## Required task
Copy the data below word for word, from the line containing "carpet floor in this photo." through the end of the data, both ends included, and leave out any pictures.

Data excerpts on pointing at objects:
## start

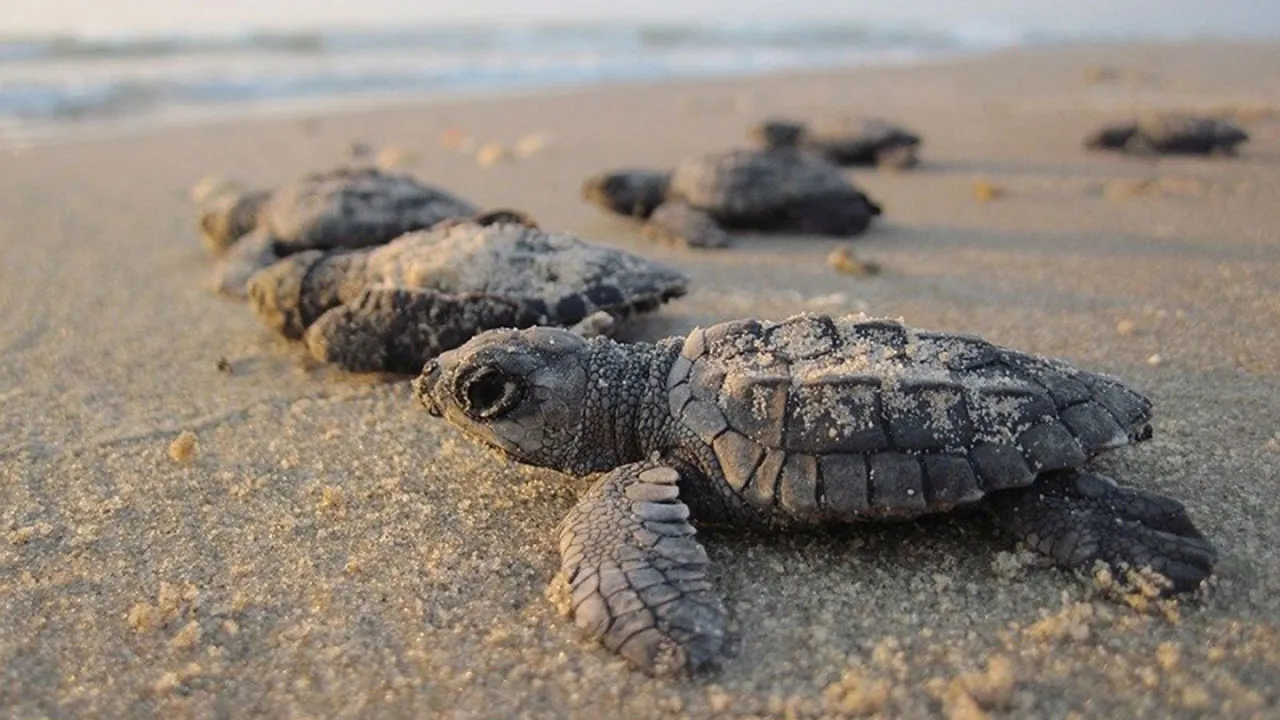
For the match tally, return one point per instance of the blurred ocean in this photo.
(54, 85)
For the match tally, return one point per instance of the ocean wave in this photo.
(67, 78)
(489, 36)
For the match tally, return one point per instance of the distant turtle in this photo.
(809, 422)
(1173, 133)
(394, 306)
(341, 208)
(760, 190)
(845, 141)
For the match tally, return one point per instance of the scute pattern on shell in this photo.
(846, 418)
(746, 182)
(572, 278)
(355, 208)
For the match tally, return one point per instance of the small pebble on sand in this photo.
(492, 154)
(393, 156)
(183, 447)
(842, 260)
(984, 191)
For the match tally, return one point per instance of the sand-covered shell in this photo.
(849, 418)
(746, 185)
(355, 208)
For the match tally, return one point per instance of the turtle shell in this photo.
(824, 418)
(1183, 132)
(355, 208)
(556, 274)
(745, 185)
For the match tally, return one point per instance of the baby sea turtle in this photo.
(845, 141)
(1171, 135)
(814, 420)
(341, 208)
(394, 306)
(762, 190)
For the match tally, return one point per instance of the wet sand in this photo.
(318, 546)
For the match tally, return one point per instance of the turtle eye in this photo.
(489, 392)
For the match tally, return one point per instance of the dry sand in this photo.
(196, 522)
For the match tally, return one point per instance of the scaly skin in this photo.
(551, 399)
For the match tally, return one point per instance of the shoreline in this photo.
(323, 547)
(63, 131)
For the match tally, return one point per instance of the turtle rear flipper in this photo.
(489, 218)
(1079, 519)
(638, 575)
(228, 217)
(396, 329)
(680, 223)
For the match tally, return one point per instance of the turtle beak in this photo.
(424, 387)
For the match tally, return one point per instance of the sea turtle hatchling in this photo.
(392, 308)
(1171, 133)
(799, 423)
(781, 190)
(341, 208)
(845, 141)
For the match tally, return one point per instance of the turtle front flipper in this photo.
(251, 254)
(293, 292)
(396, 329)
(1080, 518)
(638, 574)
(679, 223)
(228, 217)
(841, 214)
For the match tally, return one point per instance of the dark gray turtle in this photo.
(342, 208)
(394, 306)
(845, 141)
(1171, 133)
(760, 190)
(814, 420)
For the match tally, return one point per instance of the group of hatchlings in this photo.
(812, 420)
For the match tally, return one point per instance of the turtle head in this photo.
(524, 392)
(627, 192)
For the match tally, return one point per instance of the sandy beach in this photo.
(328, 550)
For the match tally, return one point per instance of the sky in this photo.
(213, 17)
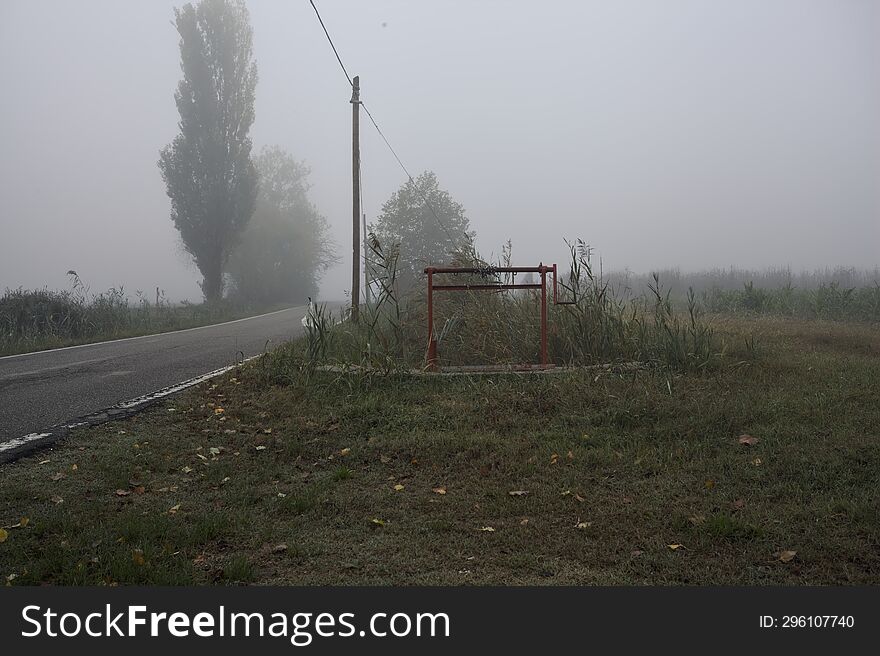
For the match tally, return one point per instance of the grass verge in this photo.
(581, 477)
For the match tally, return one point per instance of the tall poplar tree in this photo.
(208, 171)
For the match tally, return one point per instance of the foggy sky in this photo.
(668, 133)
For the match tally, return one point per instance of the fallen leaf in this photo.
(787, 556)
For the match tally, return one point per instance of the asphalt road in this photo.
(40, 390)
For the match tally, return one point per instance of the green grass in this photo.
(330, 478)
(35, 320)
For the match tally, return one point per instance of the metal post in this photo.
(355, 197)
(367, 291)
(543, 315)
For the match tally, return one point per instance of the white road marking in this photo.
(129, 339)
(126, 405)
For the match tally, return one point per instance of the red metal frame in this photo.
(431, 358)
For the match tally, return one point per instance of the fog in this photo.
(680, 133)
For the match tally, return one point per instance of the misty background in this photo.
(680, 133)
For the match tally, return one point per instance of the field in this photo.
(34, 320)
(758, 468)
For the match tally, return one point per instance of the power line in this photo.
(379, 130)
(335, 52)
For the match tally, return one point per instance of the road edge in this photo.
(19, 447)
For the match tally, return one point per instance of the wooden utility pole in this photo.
(355, 198)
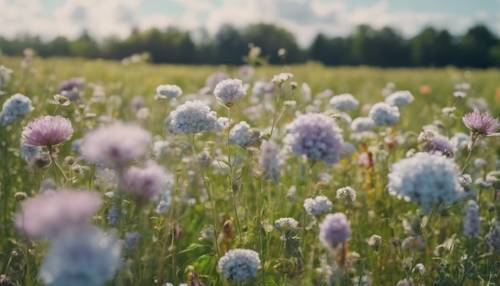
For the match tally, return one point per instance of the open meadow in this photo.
(295, 175)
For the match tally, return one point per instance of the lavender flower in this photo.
(47, 131)
(334, 230)
(481, 123)
(239, 265)
(426, 179)
(85, 257)
(13, 108)
(472, 219)
(168, 91)
(384, 114)
(51, 212)
(316, 136)
(115, 145)
(400, 98)
(193, 117)
(145, 183)
(317, 206)
(229, 91)
(344, 101)
(269, 161)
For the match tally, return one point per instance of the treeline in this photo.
(386, 47)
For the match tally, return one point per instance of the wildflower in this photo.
(362, 124)
(145, 183)
(229, 91)
(168, 91)
(426, 179)
(347, 194)
(384, 114)
(317, 206)
(47, 131)
(115, 145)
(493, 236)
(193, 117)
(87, 257)
(51, 212)
(344, 102)
(239, 265)
(269, 161)
(400, 98)
(286, 224)
(242, 135)
(316, 136)
(334, 230)
(472, 219)
(13, 108)
(481, 123)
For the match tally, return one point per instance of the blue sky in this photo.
(304, 17)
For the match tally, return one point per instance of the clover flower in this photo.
(269, 161)
(47, 131)
(316, 136)
(51, 212)
(193, 117)
(480, 122)
(317, 206)
(472, 219)
(400, 98)
(168, 91)
(334, 230)
(229, 91)
(427, 179)
(115, 145)
(384, 114)
(84, 257)
(239, 265)
(344, 101)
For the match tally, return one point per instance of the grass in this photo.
(241, 204)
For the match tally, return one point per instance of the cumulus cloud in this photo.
(304, 17)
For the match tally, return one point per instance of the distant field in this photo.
(170, 249)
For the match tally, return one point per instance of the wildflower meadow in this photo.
(137, 174)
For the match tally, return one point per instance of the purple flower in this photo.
(316, 136)
(481, 123)
(334, 230)
(47, 131)
(145, 183)
(72, 83)
(115, 145)
(51, 212)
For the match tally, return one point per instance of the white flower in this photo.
(344, 102)
(168, 91)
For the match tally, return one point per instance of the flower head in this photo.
(316, 136)
(334, 230)
(47, 131)
(13, 108)
(344, 102)
(481, 123)
(384, 114)
(51, 212)
(229, 91)
(168, 91)
(317, 206)
(427, 179)
(145, 183)
(239, 265)
(193, 117)
(115, 145)
(83, 257)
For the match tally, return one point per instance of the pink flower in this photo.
(51, 212)
(47, 131)
(481, 123)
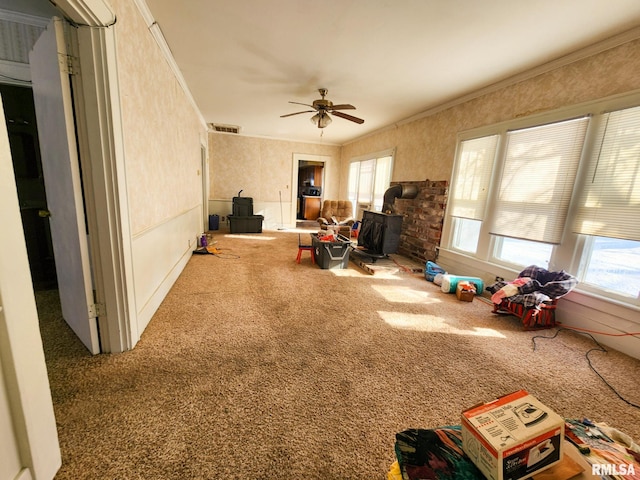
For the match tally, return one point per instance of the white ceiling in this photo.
(244, 60)
(392, 59)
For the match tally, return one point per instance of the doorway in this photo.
(20, 119)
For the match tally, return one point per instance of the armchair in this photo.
(337, 213)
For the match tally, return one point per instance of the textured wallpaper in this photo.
(260, 167)
(425, 148)
(161, 128)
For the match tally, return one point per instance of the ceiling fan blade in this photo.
(348, 117)
(297, 113)
(343, 106)
(305, 104)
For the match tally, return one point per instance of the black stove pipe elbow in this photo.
(397, 191)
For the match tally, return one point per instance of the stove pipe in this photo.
(397, 191)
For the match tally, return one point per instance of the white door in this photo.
(29, 447)
(61, 169)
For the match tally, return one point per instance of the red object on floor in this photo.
(302, 248)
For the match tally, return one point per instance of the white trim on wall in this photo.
(157, 34)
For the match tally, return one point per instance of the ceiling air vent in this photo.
(219, 127)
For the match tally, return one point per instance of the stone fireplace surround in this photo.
(423, 219)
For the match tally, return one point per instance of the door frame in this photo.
(100, 142)
(22, 359)
(297, 158)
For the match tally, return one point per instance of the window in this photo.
(368, 180)
(609, 206)
(613, 265)
(537, 180)
(470, 189)
(520, 252)
(561, 192)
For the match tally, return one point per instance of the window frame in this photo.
(376, 157)
(571, 253)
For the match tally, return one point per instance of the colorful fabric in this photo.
(434, 455)
(543, 286)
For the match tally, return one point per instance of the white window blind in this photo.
(473, 175)
(537, 180)
(610, 200)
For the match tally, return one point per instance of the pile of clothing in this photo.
(533, 286)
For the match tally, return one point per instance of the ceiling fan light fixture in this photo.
(321, 120)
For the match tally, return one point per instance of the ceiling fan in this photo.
(322, 108)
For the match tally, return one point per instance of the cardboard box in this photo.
(512, 437)
(465, 291)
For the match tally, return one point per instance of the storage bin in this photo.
(330, 255)
(245, 224)
(214, 222)
(450, 282)
(431, 269)
(242, 206)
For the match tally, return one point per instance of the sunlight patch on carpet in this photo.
(431, 323)
(358, 273)
(400, 294)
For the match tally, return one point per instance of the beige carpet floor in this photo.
(255, 367)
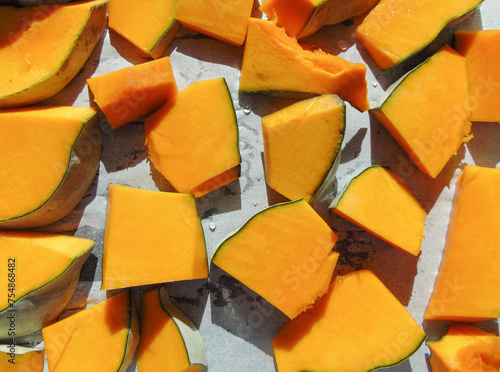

## end

## Result of the exercise
For the match tally, return one point per instance of the beige carpet floor in this photo.
(255, 367)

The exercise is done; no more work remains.